» **What this task involves**
In two sentences, summarize the passage titled "The Little Suitcase" below.

» **Reading text**
++++++
THE LITTLE SUITCASE
by Melina / Melinda Marsh Heywood
This article was first published in
Brain, Child Magazine. This article will be updated in the near
future to reflect new conditions in my life.
It is the summer of 1978. A Thursday night in Athens, Greece. I am
eight years old, going on nine. Just as she does every night of the week,
Mom passes a brush through her long, black hair, applies her make-up while
standing in front of the small bathroom mirror, then dons her green belly
dance costume with the silver coin bra and belt. I run around the apartment
gathering up loose ends, locating her purse, finger cymbals, and sword,
making sure she has a good supply of safety pins just in case the costume
needs a quick fix. Finally ready, we set off in a cloud of Opium perfume
for the “Athens by Night,” the taverna where Mom performs. When we emerge
from our building, the Acropolis is lit up and blazing against the purple
Attic sky. Faces upturned, we breathe it in, then press on together through
the tiny streets of Plaka.
++++++
» **Supplied material**
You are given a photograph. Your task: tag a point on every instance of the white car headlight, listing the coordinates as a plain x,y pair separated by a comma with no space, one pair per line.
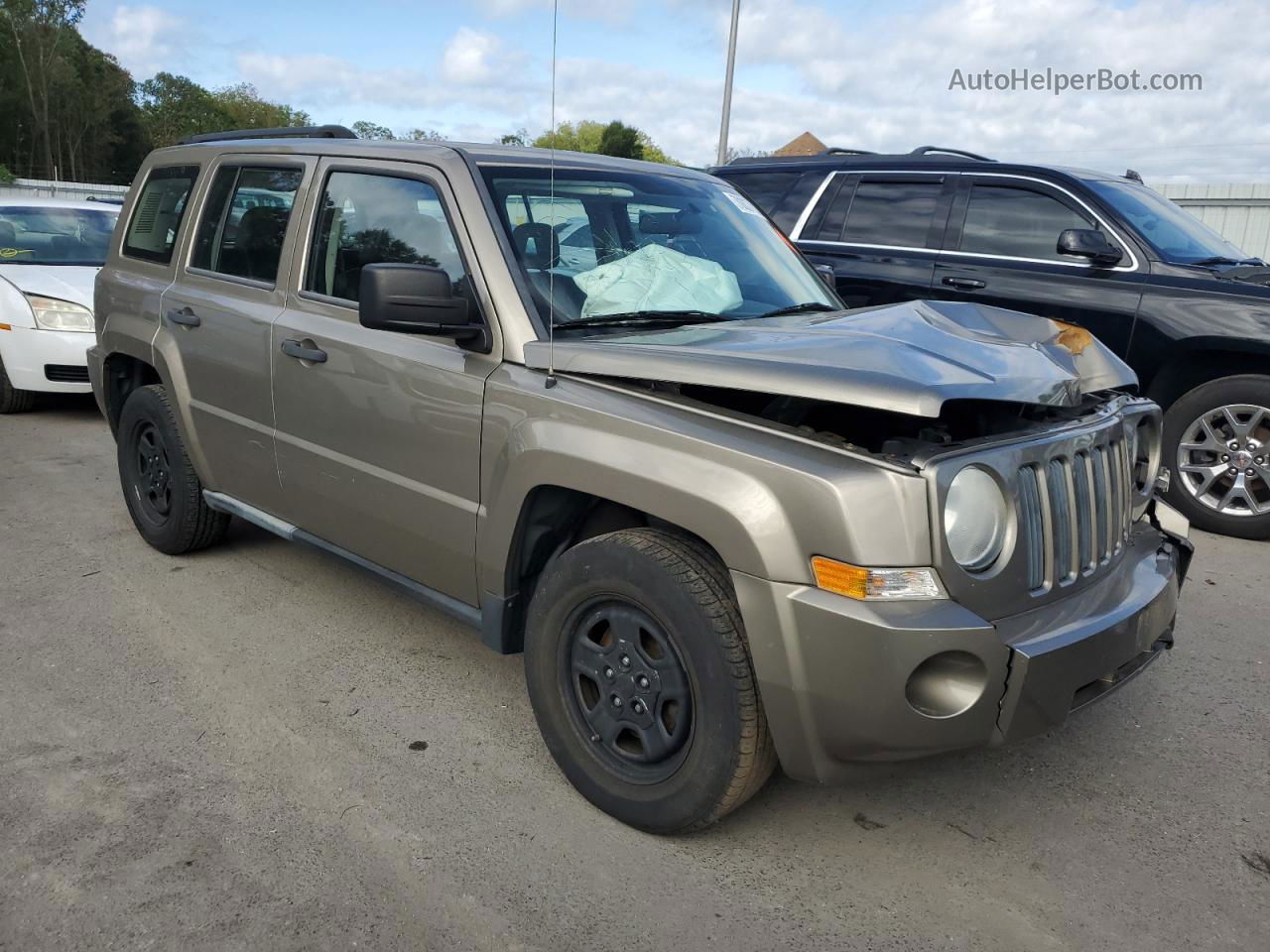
974,520
54,313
++++++
» **Full answer**
On a summer Thursday night in Athens in 1978, the eight-year-old narrator watches Mom brush her hair, apply make-up and put on her green belly dance costume, while the narrator gathers her purse, finger cymbals, sword and safety pins. The two then leave for the "Athens by Night" taverna where Mom performs, pausing to take in the lit-up Acropolis before walking together through the small streets of Plaka.